--- begin ---
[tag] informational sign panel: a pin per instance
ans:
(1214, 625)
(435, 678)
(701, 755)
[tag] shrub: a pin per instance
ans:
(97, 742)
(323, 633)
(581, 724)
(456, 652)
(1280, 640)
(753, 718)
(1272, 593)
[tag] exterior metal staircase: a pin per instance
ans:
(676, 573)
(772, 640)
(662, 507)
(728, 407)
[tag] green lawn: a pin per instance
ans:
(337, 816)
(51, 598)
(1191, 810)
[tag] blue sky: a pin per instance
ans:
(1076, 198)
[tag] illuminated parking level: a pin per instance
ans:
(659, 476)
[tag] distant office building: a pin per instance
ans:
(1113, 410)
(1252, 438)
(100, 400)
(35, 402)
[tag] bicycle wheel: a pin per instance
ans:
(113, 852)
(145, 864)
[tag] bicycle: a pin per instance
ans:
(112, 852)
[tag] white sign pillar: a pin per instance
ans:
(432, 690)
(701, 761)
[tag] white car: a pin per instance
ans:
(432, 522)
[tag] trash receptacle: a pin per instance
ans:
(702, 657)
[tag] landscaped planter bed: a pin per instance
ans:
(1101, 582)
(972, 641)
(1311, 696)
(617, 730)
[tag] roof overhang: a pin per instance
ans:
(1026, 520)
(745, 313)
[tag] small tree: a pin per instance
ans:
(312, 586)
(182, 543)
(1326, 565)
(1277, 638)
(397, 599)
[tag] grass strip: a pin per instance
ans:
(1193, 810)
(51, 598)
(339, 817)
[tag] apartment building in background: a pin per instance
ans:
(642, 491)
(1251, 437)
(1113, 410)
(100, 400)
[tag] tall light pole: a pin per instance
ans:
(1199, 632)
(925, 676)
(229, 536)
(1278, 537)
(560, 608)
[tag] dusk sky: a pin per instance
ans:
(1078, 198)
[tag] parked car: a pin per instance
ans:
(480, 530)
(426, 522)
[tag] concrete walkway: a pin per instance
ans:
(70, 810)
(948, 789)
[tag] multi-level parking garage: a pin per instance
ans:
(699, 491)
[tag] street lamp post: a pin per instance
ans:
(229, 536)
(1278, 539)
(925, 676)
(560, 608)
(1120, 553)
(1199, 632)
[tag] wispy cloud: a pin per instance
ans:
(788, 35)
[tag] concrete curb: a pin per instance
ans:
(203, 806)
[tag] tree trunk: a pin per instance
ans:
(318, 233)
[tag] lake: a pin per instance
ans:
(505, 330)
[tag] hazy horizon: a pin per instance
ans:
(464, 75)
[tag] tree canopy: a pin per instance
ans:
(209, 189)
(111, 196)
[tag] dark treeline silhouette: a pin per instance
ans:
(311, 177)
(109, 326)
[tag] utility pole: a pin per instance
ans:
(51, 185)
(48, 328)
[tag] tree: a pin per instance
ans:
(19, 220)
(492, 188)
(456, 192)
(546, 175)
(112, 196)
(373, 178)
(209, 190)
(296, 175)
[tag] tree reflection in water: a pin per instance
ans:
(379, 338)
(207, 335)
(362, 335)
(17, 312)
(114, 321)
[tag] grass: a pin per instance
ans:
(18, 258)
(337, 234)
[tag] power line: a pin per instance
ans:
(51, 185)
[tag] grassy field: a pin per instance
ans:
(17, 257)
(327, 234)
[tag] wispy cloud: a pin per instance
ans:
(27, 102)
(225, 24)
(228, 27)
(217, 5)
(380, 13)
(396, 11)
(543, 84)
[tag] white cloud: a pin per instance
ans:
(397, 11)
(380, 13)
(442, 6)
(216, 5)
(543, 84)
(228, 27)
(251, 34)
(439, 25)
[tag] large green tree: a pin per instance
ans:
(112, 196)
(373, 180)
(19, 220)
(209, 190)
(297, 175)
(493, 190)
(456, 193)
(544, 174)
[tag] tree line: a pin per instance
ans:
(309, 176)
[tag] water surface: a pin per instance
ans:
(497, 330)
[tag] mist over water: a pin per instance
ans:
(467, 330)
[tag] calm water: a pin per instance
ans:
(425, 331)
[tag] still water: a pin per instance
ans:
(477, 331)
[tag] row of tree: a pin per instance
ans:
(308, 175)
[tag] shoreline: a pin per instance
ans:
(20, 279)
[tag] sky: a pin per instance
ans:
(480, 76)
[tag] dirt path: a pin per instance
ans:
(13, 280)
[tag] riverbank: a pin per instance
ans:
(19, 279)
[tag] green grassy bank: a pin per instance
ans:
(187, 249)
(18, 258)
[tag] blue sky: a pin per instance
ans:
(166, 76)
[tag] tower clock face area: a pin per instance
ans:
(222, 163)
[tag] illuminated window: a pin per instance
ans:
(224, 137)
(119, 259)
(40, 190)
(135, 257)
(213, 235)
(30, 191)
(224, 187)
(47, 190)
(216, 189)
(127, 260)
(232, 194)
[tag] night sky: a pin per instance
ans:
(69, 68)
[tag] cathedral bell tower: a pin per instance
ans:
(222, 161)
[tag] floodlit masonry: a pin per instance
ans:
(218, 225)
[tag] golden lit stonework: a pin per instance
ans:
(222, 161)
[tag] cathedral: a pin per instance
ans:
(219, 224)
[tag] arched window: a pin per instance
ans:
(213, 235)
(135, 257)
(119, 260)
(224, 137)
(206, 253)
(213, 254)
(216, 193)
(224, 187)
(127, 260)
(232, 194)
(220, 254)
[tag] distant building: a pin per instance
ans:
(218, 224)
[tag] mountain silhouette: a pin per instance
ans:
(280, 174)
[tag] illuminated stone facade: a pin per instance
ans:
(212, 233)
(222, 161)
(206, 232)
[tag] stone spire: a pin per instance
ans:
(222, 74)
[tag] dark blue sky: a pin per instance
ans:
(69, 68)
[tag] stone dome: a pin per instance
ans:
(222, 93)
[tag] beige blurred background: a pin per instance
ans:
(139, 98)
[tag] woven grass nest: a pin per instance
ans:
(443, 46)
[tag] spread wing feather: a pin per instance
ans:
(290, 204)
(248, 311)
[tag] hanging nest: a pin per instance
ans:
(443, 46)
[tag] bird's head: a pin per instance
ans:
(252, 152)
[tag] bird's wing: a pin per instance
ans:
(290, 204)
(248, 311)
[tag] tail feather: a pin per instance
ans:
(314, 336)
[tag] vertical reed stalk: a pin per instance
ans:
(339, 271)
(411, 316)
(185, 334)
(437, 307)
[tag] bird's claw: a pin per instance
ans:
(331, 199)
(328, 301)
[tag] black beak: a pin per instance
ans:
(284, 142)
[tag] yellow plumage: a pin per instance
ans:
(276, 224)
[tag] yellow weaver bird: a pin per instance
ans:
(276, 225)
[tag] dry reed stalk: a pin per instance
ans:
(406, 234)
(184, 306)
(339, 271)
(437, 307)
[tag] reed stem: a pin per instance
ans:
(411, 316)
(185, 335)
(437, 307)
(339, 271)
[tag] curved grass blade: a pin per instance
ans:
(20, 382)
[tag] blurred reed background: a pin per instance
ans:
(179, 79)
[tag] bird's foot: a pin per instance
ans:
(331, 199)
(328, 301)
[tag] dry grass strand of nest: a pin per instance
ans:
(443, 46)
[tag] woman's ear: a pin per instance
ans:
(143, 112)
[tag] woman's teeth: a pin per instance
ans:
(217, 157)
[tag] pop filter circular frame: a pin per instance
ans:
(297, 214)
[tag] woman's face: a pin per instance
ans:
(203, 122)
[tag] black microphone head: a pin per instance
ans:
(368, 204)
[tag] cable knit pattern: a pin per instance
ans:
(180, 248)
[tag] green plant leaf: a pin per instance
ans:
--- end ---
■ WORK TO BE COMPLETED
Copy every line from the one containing "[tag] woman's face: a pin per instance" through the end of the rows, both ends included. Scale each coordinate in the answers by 1.15 and round to whole numbers, with halves rounded up.

■ RESPONSE
[tag] woman's face: a pin per instance
ans:
(233, 140)
[tag] black microphone head: a pin per instance
ans:
(423, 235)
[tag] cable knit pattern: a pin per instance
ans:
(207, 285)
[tag] green plant leaf: a pin per instance
ans:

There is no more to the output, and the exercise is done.